(Objective): Give the lines of the listing below as a JSON list of strings, one string per line with blank lines omitted, starting with the line that contains "Query: tree trunk" and going on through the end of the listing, both ends included. Leave the pictures out of the answer.

(Coordinate labeling listing):
==*==

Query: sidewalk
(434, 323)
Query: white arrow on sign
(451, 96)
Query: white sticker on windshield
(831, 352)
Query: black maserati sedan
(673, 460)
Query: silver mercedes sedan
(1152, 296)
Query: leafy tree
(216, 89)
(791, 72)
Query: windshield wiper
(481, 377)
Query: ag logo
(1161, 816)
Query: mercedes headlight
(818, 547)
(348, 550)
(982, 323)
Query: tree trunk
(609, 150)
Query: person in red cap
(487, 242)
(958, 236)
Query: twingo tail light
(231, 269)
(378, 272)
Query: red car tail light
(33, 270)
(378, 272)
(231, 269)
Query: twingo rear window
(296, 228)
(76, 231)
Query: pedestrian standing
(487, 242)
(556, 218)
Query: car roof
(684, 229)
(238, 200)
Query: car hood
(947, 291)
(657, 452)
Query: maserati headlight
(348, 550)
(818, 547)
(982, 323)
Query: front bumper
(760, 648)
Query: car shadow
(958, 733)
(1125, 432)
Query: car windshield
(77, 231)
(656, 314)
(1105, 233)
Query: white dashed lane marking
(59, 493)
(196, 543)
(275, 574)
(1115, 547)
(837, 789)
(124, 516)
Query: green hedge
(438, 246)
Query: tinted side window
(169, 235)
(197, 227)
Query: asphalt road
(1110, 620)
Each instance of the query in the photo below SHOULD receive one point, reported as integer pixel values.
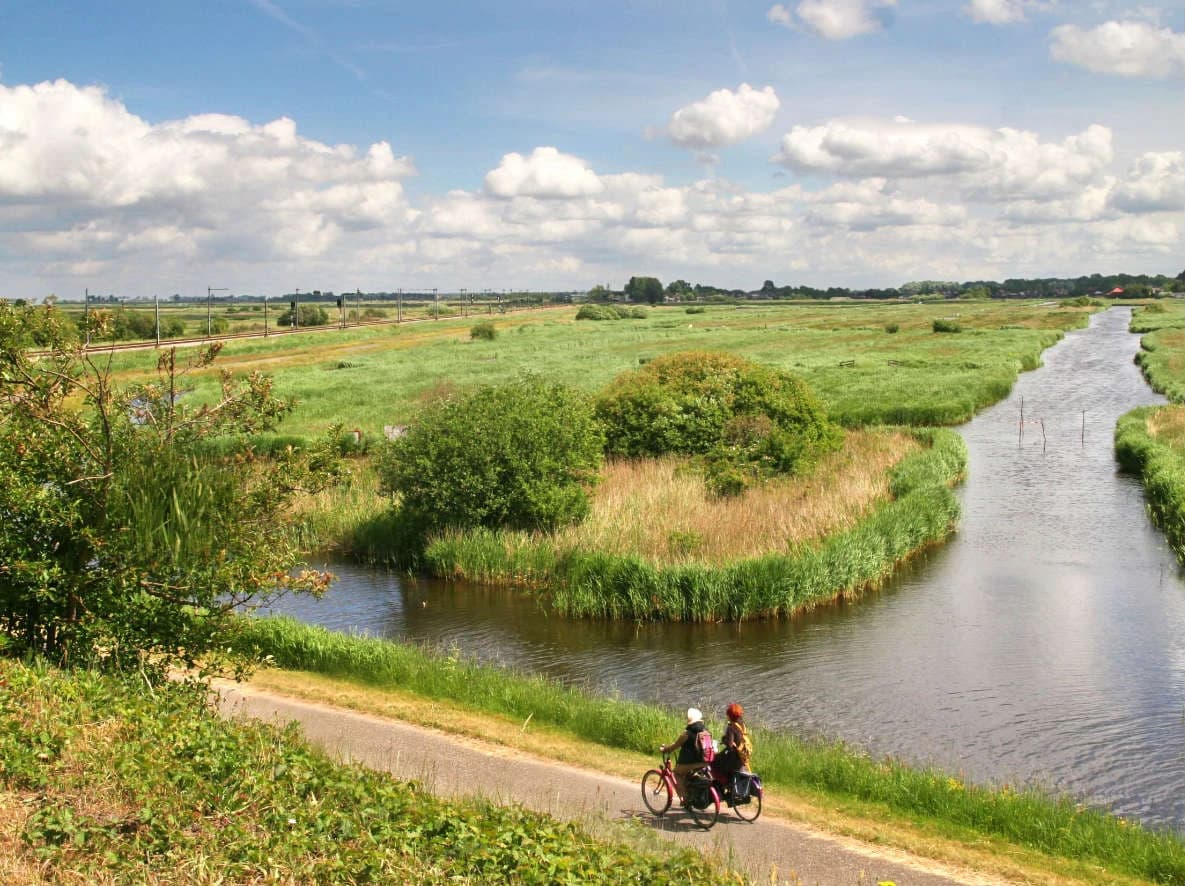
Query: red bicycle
(703, 800)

==*==

(Solution):
[
  "Query: tree trunk",
  "(609, 150)",
  "Query: person in red cap",
  "(487, 242)",
  "(958, 236)",
  "Query: twingo tail light",
  "(231, 269)",
  "(378, 272)",
  "Query: red car tail light",
  "(33, 270)",
  "(378, 272)",
  "(231, 269)",
  "Query: twingo rear window",
  "(296, 228)",
  "(76, 231)",
  "Query: pedestrian standing",
  "(487, 242)",
  "(556, 218)",
  "Query: car roof",
  "(684, 229)",
  "(238, 200)",
  "Query: car hood",
  "(947, 291)",
  "(657, 452)",
  "Query: maserati headlight",
  "(348, 550)",
  "(818, 547)",
  "(982, 323)",
  "Query: front bumper",
  "(760, 648)",
  "Query: car shadow",
  "(958, 733)",
  "(1125, 432)",
  "Query: car windshield",
  "(77, 231)",
  "(656, 314)",
  "(1105, 233)",
  "Query: white dashed lane marking",
  "(59, 493)",
  "(196, 543)",
  "(275, 574)",
  "(1115, 547)",
  "(837, 789)",
  "(124, 516)",
  "Query: green hedge",
  "(438, 246)",
  "Query: tinted side window",
  "(169, 235)",
  "(197, 227)",
  "Query: asphalt road",
  "(1110, 620)",
  "Each instance of the query in the photo below SHOULD receive one point, reported as integer pixel values.",
  "Query: red bicycle",
  "(703, 800)"
]